-- BRIEF --
Copy out the data below without any change, starting at its first line and going up to and including the line containing "x=281, y=66".

(Pointing dataset records)
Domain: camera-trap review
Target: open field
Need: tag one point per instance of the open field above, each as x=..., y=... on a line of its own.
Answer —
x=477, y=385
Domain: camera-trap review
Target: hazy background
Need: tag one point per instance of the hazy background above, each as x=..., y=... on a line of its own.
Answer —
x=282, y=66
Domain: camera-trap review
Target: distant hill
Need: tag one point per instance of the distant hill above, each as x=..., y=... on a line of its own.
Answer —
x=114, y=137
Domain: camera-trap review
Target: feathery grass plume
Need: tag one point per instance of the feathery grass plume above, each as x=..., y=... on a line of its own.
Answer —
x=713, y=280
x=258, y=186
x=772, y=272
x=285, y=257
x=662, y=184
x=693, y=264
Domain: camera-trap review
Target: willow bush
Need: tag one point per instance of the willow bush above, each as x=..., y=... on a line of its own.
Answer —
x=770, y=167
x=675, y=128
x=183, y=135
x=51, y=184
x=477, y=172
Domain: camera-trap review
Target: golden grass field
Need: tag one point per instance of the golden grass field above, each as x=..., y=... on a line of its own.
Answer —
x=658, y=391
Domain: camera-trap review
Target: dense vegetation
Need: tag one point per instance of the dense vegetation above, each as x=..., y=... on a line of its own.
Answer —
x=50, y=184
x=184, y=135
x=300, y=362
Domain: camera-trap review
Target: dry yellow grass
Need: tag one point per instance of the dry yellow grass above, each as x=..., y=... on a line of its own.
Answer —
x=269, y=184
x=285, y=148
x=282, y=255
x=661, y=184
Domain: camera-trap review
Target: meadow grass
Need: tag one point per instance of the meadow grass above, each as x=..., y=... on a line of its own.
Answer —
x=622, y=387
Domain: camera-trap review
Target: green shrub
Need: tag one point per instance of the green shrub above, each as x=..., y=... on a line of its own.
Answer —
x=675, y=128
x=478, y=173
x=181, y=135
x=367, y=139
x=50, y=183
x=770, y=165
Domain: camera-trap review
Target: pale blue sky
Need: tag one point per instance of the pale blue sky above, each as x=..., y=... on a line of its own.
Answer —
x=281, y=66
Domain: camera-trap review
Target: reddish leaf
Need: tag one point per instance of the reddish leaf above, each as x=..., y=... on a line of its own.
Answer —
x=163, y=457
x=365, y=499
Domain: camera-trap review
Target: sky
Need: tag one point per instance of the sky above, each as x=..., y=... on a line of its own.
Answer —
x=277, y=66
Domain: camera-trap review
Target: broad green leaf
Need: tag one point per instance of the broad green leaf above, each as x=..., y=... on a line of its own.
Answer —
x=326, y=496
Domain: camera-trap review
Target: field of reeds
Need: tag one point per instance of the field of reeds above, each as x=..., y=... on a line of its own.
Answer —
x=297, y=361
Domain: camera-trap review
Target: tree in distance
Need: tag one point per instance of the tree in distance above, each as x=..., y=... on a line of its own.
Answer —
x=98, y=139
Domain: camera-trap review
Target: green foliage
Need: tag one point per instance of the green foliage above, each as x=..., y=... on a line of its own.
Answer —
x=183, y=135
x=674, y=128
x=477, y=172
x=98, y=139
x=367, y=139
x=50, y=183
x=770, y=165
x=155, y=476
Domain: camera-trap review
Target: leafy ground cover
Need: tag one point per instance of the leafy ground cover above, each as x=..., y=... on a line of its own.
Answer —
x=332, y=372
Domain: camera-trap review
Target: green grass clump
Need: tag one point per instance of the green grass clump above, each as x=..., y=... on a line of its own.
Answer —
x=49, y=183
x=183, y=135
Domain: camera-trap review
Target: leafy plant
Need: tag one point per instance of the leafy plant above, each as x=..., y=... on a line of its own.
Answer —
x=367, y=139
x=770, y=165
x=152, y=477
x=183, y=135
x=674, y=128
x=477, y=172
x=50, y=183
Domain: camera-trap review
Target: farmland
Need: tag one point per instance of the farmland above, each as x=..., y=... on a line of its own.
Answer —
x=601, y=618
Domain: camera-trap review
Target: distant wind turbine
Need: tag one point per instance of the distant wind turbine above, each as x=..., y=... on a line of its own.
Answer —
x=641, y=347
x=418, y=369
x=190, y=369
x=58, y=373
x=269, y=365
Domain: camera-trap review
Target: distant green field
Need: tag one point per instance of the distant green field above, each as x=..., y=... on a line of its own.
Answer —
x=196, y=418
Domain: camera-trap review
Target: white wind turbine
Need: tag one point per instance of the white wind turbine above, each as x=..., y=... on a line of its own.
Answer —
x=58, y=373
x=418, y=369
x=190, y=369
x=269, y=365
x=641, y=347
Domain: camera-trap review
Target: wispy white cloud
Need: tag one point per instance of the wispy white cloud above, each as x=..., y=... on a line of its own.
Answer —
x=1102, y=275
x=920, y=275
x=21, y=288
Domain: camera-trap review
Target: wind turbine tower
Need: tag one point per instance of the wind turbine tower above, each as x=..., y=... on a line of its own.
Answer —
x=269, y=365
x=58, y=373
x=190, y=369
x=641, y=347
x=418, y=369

-- FINAL RESULT --
Domain: camera-trap review
Target: open field
Need: tag one point per instance of the open field above, each as x=..., y=... on a line of its own.
Answer —
x=477, y=385
Domain: camera-trap review
Target: hazy background
Need: tag one point per instance of the hazy background above, each as x=..., y=... on a line of its own.
Answer —
x=282, y=66
Domain: camera-trap review
Target: distant hill
Need: tag one point per instance of the distant hill above, each as x=..., y=... on a line of its own.
Answer —
x=114, y=137
Domain: camera-trap review
Target: feathery grass plume
Need: tag one point per instance of the feathery grass plume above, each as x=..., y=... on a line of its own.
Answer —
x=713, y=280
x=258, y=186
x=772, y=272
x=285, y=257
x=662, y=184
x=693, y=264
Domain: camera-trap review
Target: willow bush
Need: tag one point per instance of the willow bush above, each as x=..., y=... on a line of its own.
Answer —
x=770, y=167
x=675, y=128
x=183, y=135
x=51, y=184
x=477, y=172
Domain: camera-trap review
Target: golden grass field
Need: tag one point per instance of the golden grass field above, each as x=..., y=... on a line of its own.
Answer —
x=658, y=391
Domain: camera-trap review
Target: dense vegetation
Need: tag one point per instance of the dense vegetation above, each as x=..., y=... on a line of its own.
Answer —
x=50, y=184
x=184, y=135
x=300, y=362
Domain: camera-trap review
Target: dry yellow grass
Need: tag one point per instance of the dry yellow grass above, each as x=..., y=... on a line of its own.
Answer —
x=269, y=184
x=285, y=148
x=282, y=255
x=661, y=184
Domain: camera-trap review
Target: meadow grass
Need: tag one point per instance of the meadow grass above, each as x=..., y=... on a line of its own.
Answer —
x=622, y=387
Domain: camera-trap review
Target: green shrub
Need: tag one point per instance of the green shrub above, each as x=..., y=... on a line of its own.
Answer —
x=675, y=128
x=478, y=173
x=181, y=135
x=367, y=139
x=50, y=183
x=770, y=165
Domain: camera-trap review
Target: pale blue sky
Need: tag one point per instance of the pale blue sky above, each as x=..., y=... on a line of its own.
Answer —
x=281, y=66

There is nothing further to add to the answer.